What you will do: In the entries that follow, how many lines hold the string "baseball"? Give only that number.

The records:
+++++

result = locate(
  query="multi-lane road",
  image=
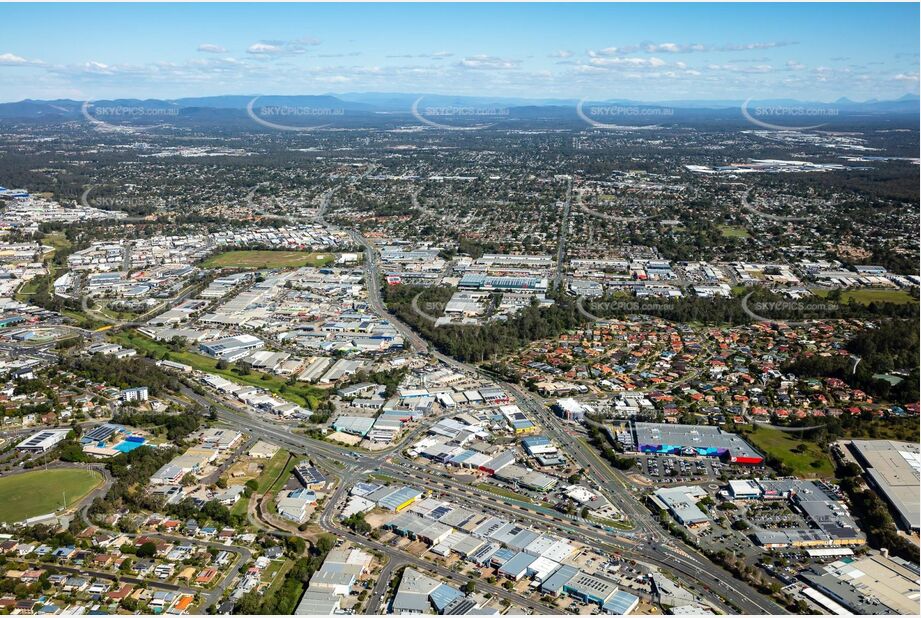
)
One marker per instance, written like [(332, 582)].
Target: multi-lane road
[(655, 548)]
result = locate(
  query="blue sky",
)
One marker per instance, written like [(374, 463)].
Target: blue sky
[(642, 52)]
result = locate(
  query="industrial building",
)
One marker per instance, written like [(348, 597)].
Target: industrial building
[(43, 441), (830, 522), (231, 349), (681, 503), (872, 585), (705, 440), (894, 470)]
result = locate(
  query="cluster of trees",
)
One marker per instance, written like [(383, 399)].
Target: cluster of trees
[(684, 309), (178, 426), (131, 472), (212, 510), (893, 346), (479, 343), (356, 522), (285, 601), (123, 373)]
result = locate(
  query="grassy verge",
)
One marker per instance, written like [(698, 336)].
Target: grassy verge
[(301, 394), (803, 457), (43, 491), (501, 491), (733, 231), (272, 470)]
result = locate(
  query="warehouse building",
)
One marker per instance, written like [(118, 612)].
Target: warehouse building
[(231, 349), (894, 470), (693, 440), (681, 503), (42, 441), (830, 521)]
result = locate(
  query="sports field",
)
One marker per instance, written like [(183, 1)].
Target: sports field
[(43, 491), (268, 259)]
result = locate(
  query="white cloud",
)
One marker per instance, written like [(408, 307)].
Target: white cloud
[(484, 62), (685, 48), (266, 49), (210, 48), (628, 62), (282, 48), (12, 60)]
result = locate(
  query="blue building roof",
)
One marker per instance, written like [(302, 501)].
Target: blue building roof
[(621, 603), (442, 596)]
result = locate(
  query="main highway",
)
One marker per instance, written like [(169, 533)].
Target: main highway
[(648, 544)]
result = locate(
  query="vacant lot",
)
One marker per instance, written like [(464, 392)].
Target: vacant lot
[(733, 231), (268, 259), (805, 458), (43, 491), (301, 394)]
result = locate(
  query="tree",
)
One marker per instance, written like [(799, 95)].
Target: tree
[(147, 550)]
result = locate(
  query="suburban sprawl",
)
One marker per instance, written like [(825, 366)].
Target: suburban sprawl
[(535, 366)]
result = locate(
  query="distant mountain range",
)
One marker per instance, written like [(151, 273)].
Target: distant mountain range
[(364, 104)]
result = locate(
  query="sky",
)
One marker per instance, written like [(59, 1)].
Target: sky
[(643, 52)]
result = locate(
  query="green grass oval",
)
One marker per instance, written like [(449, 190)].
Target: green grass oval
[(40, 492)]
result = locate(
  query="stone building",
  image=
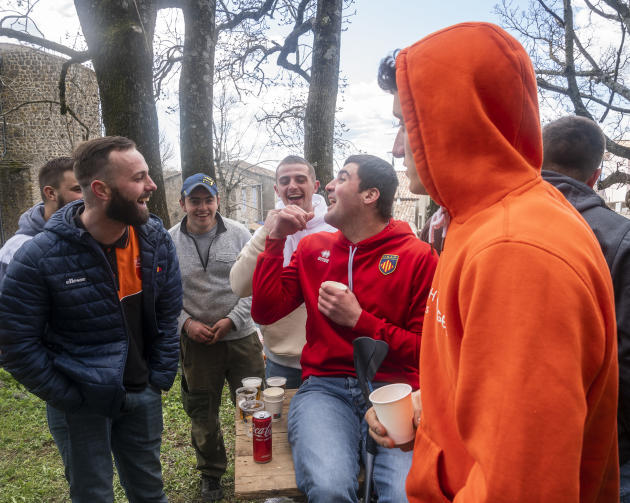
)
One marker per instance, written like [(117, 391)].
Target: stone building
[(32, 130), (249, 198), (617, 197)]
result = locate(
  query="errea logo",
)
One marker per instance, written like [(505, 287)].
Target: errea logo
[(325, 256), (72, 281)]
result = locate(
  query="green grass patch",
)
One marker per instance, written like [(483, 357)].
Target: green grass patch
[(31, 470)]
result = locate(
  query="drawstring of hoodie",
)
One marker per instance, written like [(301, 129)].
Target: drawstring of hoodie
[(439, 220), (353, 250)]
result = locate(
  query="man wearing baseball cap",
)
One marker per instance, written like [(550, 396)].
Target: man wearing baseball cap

+++++

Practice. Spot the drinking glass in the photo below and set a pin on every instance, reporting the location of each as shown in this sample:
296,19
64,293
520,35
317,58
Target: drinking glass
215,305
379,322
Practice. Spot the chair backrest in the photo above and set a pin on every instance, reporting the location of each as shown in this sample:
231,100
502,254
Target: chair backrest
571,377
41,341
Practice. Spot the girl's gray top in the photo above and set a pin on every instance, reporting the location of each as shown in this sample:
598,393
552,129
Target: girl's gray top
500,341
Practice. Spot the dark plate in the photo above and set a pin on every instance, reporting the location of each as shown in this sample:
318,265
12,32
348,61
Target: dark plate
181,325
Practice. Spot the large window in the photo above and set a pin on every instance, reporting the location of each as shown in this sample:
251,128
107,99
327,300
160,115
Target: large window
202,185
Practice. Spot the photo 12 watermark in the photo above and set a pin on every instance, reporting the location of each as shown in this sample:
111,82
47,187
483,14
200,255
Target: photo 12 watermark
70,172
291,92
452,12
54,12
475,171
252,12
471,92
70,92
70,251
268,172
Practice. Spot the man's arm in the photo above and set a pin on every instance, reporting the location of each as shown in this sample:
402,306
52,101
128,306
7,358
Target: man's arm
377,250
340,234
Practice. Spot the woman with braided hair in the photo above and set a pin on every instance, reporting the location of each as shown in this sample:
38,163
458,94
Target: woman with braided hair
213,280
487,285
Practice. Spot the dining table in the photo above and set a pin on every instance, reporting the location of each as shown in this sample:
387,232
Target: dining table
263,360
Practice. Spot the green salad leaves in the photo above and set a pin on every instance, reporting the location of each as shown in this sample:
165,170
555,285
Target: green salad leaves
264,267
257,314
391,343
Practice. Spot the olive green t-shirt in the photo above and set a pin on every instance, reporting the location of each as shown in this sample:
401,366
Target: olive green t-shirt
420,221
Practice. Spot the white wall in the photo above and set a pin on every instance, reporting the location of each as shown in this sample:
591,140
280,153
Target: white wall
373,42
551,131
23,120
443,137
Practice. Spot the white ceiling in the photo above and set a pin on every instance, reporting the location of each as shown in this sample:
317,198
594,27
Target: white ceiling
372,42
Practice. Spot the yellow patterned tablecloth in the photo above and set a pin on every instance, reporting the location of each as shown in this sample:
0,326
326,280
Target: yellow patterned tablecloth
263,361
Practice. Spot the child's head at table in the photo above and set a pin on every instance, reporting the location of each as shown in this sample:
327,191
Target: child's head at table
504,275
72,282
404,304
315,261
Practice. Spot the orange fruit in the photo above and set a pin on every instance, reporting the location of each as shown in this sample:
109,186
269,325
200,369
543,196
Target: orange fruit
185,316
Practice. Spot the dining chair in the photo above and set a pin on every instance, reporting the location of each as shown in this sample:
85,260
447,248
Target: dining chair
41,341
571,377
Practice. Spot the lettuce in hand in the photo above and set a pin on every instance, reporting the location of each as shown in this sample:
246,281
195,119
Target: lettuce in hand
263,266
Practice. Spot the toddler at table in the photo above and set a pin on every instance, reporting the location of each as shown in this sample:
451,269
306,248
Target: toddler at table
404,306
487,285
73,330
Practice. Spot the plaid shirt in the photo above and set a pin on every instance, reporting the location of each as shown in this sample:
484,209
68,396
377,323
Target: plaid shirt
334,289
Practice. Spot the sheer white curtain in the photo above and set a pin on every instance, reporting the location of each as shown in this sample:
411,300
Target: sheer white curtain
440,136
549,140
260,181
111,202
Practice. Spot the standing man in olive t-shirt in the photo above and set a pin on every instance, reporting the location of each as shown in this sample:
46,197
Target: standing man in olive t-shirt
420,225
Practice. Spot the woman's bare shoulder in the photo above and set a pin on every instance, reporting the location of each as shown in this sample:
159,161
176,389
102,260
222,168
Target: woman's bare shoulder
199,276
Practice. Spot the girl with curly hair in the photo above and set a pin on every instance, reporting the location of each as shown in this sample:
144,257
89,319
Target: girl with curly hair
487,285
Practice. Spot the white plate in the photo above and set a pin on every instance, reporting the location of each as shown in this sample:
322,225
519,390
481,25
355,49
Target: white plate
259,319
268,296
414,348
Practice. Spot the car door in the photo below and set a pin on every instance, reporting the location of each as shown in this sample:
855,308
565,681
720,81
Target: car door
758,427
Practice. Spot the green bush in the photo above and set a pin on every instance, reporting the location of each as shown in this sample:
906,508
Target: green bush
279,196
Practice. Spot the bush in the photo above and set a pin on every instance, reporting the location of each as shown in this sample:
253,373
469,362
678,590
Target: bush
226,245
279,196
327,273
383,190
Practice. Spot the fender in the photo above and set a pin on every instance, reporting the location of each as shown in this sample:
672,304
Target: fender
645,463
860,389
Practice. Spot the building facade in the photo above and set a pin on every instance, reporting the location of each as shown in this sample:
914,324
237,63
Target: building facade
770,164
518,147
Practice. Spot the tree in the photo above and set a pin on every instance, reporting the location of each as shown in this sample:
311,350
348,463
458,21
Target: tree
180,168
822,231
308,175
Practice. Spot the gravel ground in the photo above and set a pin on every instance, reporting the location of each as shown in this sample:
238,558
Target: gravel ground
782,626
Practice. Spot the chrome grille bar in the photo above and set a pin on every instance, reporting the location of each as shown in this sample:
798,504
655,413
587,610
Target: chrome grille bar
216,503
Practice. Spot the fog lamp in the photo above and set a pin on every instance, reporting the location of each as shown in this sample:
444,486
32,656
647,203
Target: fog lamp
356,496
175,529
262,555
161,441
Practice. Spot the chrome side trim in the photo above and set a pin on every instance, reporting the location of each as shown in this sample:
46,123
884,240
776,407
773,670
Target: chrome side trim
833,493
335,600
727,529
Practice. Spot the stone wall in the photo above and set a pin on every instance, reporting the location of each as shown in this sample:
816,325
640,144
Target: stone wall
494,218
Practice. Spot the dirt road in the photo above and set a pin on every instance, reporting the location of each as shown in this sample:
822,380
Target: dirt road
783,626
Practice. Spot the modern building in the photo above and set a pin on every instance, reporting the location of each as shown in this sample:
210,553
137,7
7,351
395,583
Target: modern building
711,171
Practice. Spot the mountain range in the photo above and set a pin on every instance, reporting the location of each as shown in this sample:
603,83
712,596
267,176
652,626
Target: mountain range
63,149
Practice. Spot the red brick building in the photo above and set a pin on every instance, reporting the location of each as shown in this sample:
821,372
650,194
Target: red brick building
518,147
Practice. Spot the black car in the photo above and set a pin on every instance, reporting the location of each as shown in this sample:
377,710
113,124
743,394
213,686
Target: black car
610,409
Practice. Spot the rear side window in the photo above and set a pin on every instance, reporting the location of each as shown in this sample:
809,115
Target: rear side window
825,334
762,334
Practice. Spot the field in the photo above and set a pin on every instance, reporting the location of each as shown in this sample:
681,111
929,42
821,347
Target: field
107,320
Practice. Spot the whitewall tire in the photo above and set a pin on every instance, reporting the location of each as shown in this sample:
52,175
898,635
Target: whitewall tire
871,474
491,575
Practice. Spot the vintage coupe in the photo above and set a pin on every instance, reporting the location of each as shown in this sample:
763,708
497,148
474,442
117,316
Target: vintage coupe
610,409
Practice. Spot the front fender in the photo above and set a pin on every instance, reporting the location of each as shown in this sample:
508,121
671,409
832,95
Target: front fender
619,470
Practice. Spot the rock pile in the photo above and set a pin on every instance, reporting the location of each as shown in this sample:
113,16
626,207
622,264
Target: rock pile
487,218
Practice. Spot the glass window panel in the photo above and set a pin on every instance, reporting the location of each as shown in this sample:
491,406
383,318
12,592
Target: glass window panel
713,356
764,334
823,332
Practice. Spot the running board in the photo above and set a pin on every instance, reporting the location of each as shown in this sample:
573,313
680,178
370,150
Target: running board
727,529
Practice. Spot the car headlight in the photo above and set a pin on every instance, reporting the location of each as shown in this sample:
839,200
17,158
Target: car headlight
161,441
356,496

+++++

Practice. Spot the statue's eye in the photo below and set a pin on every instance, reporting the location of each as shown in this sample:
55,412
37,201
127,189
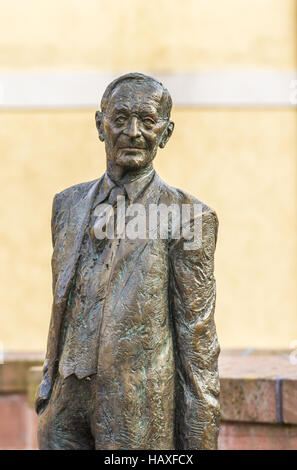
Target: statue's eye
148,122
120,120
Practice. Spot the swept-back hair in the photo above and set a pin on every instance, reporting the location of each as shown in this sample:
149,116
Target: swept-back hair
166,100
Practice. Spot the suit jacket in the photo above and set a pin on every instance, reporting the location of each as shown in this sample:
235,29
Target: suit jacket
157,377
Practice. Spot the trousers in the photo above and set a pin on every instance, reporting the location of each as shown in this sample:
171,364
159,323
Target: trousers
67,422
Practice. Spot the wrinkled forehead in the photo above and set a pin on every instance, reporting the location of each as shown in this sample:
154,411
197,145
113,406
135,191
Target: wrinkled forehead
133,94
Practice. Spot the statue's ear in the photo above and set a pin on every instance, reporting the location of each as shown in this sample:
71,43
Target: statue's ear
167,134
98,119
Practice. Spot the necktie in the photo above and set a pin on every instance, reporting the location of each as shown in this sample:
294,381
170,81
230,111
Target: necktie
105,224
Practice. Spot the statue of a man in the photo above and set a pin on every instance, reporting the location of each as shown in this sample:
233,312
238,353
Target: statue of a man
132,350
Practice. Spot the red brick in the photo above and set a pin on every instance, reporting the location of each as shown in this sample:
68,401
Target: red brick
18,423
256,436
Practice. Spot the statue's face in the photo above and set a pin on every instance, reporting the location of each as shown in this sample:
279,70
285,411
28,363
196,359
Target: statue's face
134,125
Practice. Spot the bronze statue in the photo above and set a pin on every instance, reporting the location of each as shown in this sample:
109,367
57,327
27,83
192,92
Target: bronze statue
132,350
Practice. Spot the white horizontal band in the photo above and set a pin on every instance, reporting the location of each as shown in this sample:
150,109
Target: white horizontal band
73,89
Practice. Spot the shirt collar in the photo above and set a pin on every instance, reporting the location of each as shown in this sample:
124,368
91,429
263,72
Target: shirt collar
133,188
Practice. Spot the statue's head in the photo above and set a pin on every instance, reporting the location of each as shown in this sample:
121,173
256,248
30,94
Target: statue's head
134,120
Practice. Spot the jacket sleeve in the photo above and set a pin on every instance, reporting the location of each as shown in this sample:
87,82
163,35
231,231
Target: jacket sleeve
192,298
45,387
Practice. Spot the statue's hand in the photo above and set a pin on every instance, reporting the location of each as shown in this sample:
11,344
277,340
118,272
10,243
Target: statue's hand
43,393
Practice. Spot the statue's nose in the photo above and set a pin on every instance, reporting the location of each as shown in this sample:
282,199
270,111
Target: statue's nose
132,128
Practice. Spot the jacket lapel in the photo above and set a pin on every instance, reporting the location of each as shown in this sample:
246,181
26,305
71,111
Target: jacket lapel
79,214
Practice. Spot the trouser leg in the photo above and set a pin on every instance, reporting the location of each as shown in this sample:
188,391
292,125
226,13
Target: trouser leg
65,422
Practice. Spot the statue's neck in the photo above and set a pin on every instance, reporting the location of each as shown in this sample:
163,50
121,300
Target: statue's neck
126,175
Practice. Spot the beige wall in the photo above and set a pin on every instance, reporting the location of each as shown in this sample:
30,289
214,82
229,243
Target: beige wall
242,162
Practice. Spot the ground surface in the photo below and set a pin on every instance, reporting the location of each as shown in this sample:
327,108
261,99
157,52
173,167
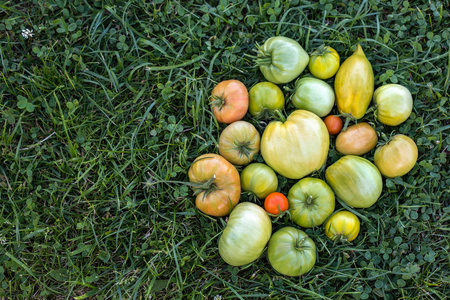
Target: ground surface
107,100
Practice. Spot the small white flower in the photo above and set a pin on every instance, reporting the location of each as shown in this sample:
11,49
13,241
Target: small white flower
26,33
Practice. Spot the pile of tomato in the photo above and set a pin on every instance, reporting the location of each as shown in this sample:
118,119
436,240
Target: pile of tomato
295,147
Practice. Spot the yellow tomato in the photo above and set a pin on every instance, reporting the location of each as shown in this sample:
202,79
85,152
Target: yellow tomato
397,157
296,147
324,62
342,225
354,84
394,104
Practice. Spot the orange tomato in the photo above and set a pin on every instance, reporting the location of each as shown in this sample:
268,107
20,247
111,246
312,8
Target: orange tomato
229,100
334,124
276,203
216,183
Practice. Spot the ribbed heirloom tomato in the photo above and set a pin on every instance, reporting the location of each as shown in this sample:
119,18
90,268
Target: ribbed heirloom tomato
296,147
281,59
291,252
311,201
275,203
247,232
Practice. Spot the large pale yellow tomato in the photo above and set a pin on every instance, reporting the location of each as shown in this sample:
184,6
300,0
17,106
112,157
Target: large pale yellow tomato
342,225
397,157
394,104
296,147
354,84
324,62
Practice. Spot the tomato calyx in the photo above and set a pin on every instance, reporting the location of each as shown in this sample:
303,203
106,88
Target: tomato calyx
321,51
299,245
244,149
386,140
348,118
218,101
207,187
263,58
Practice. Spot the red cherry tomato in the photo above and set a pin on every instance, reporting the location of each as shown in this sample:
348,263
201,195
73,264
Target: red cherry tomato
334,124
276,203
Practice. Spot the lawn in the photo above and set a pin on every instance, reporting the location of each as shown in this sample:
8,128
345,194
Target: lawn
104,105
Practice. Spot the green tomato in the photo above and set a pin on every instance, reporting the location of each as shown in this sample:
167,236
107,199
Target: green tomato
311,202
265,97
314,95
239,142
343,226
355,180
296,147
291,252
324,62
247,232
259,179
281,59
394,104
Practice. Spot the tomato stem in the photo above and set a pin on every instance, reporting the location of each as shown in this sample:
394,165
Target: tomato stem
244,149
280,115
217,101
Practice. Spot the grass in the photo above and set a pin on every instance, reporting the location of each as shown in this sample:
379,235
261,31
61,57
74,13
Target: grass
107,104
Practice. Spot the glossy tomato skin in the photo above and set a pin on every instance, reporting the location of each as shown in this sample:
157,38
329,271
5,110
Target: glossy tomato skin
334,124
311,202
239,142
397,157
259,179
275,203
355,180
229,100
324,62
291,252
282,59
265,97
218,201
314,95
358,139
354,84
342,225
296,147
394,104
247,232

+++++

Output of the task: 2